A TAREFA:
Responda às três perguntas a seguir com base no texto sobre a Rio+20.
1. Em que cidade e em que mês e ano ocorreu a Rio+20?
2. De qual conferência a Rio+20 marcou os vinte anos de realização?
3. Segundo o terceiro ponto essencial, qual é a característica mais fundamental da concepção ocidental de racionalidade?

Das propostas advindas da Rio+20, saltamos décadas de tentativas, estudos, alertas globais e locais. As urgências se transformam em atos de decisão, política, social e ética. Por isso, vale lembrar que “o primeiro ato histórico foi a criação de uma nova necessidade”. Recuperar vertente clássica do século XIX nos coloca exatamente frente ao tempo que urge, que corre digitalmente.
A Conferência das Nações Unidas sobre Desenvolvimento Sustentável, a Rio+20, teve como sede a cidade do Rio de Janeiro e ocorreu em junho de 2012. Marcou a efeméride dos vinte anos de realização da Conferência das Nações Unidas sobre Meio Ambiente e Desenvolvimento (Rio-92) e almejava construir e definir agenda para promoção do desenvolvimento sustentável e educação para e pelos Direitos Humanos em um futuro que já chegou (ESTEVÃO, 2015). Muito se produziu e divulgou nesse período. Entretanto, ainda estamos a correr rumo ao “ponto sem volta”.
Imagem 2: Logomarca Rio+20
Fonte: http://www.rio20.gov.br/
Deste modo, podemos imaginar que de passado-presente também fazemos a construção possível de um futuro sustentável e acessível. Como consequência, há que se observar os três pontos essenciais para essa abordagem.
Em primeiro lugar, a compreensão do mundo excede em muito a compreensão ocidental do mundo. Em segundo lugar, a compreensão do mundo e a forma como ela cria e legitima o poder social tem muito que ver com concepções do tempo e da temporalidade. Em terceiro lugar, a característica mais fundamental da concepção ocidental de racionalidade é o facto de, por um lado, contrair o presente e, por outro, expandir o futuro. A contracção do presente, ocasionada por uma peculiar concepção da totalidade, transformou o presente num instante fugidio, entrincheirado entre o passado e o futuro. Do mesmo modo, a concepção linear do tempo e a planificação da história permitiram expandir o futuro indefinidamente. Quanto mais amplo o futuro, mais radiosas eram as expectativas confrontadas com as experiências do presente. (SANTOS, 2002, p. 1).

DADOS EXTRAÍDOS:
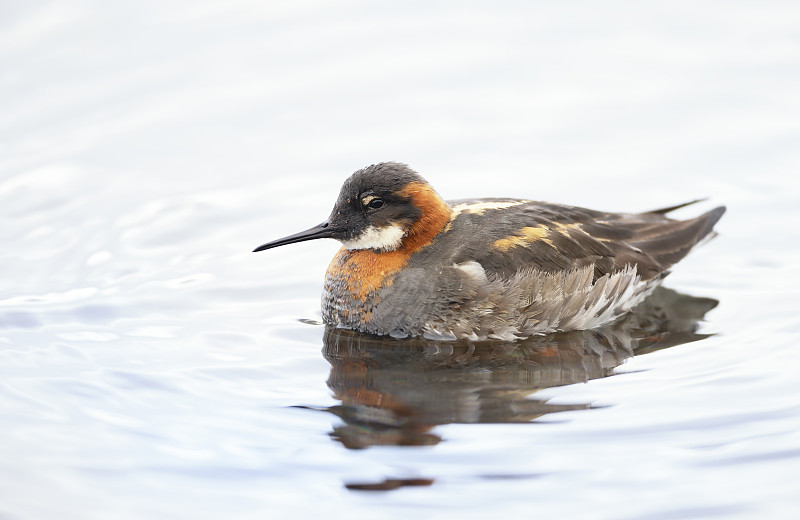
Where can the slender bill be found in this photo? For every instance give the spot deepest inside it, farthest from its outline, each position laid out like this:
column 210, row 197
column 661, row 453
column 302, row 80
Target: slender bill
* * *
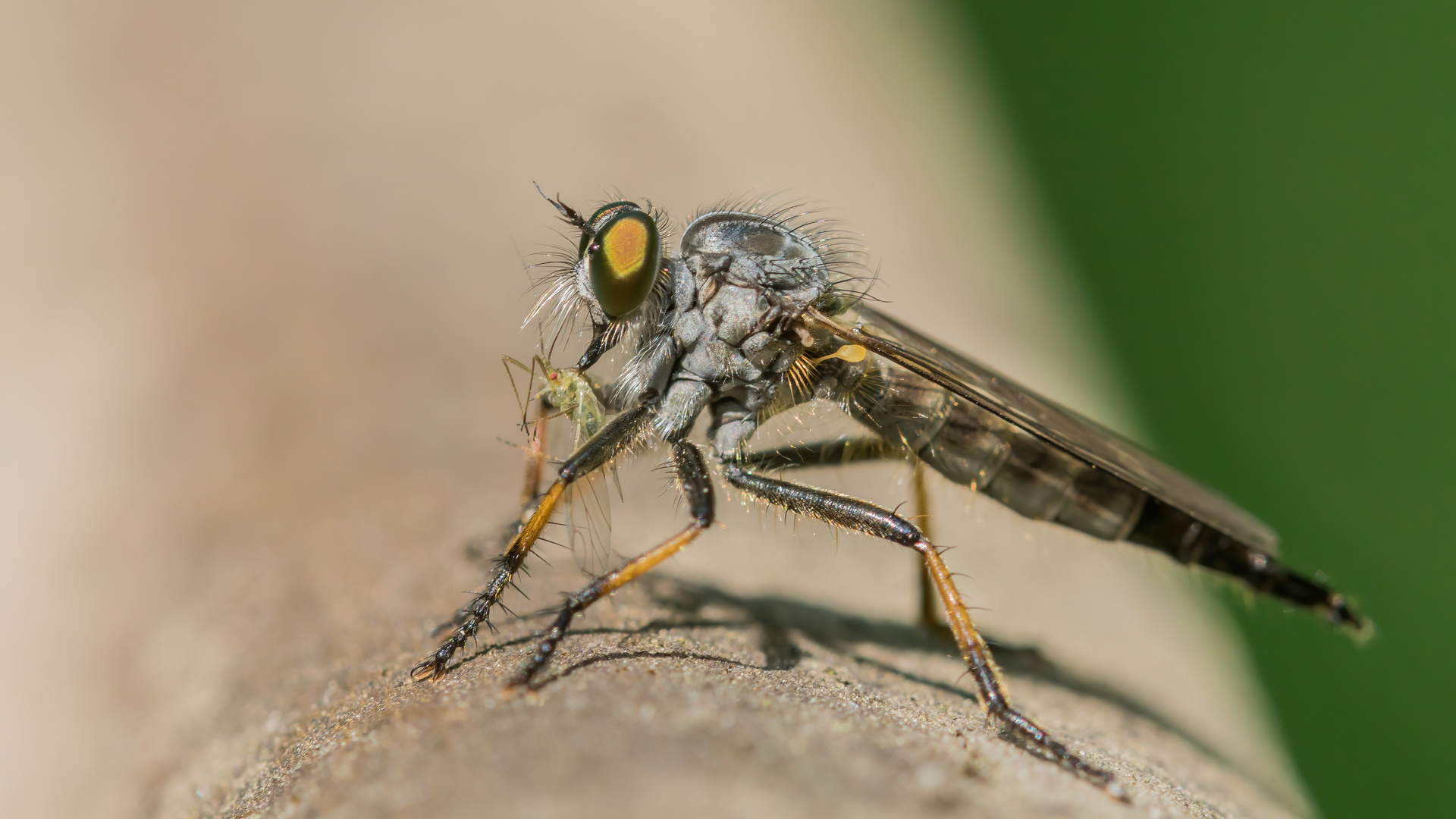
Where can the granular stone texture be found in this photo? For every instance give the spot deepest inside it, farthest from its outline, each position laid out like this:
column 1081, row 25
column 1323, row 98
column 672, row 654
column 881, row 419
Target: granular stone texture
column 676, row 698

EM RESPOSTA:
1. No Rio de Janeiro, em junho de 2012.
2. Da Conferência das Nações Unidas sobre Meio Ambiente e Desenvolvimento (Rio-92).
3. O fato de, por um lado, contrair o presente e, por outro, expandir o futuro.